* TASK: In the records that follow, find each line containing "would" and copy it.

+===+

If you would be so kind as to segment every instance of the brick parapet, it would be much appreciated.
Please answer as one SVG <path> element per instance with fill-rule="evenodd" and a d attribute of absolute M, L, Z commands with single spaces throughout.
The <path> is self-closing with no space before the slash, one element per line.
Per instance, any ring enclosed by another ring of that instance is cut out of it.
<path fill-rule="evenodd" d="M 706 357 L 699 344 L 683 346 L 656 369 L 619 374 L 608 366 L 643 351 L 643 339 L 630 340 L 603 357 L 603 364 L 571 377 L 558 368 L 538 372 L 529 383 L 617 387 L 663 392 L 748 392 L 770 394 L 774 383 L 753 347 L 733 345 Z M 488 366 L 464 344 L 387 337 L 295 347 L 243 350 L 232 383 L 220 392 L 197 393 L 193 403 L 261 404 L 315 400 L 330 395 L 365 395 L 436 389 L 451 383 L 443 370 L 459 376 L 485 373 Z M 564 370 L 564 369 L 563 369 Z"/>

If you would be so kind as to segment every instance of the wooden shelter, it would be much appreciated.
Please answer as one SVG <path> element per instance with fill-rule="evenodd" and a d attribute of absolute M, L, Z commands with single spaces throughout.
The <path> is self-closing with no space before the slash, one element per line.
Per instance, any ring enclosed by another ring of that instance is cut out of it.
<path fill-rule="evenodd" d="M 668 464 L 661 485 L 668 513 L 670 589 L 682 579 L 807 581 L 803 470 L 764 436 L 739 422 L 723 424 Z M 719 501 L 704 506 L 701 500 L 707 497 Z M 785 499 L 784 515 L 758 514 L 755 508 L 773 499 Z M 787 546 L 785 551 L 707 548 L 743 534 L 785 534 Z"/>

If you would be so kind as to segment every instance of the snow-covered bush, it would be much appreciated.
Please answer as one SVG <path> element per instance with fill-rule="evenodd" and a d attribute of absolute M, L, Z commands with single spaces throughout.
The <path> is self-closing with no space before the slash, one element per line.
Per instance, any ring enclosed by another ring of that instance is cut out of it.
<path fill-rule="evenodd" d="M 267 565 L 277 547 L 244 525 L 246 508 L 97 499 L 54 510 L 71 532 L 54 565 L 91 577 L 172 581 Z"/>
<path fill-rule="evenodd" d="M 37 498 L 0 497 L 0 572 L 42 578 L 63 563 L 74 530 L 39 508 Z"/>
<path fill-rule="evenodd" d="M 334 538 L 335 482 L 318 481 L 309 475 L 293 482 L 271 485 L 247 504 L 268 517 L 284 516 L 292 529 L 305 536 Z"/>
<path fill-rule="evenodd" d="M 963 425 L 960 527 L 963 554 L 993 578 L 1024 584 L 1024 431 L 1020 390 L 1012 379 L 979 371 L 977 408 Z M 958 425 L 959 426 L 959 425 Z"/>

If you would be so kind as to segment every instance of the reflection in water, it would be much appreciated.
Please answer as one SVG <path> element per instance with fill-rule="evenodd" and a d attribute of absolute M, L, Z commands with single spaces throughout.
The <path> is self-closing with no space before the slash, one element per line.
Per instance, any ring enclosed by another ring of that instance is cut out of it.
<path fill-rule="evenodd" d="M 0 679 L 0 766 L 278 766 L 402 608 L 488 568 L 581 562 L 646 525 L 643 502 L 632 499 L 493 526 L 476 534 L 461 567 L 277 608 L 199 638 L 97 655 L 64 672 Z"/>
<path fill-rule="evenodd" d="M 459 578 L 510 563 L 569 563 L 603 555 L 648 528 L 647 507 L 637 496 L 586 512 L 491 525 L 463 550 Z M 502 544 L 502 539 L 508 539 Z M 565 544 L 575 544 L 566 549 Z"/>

+===+

* RESPONSE TO THE TASK:
If you would be so kind as to segment every instance of the brick parapet, it would be much appreciated.
If you would be so kind as to segment every instance of the wooden shelter, it would be much appreciated.
If you would be so kind as to segment every instance of the snow-covered bush, it would be much appreciated.
If you would be so kind as to segment every instance of the reflection in water, it would be much appreciated.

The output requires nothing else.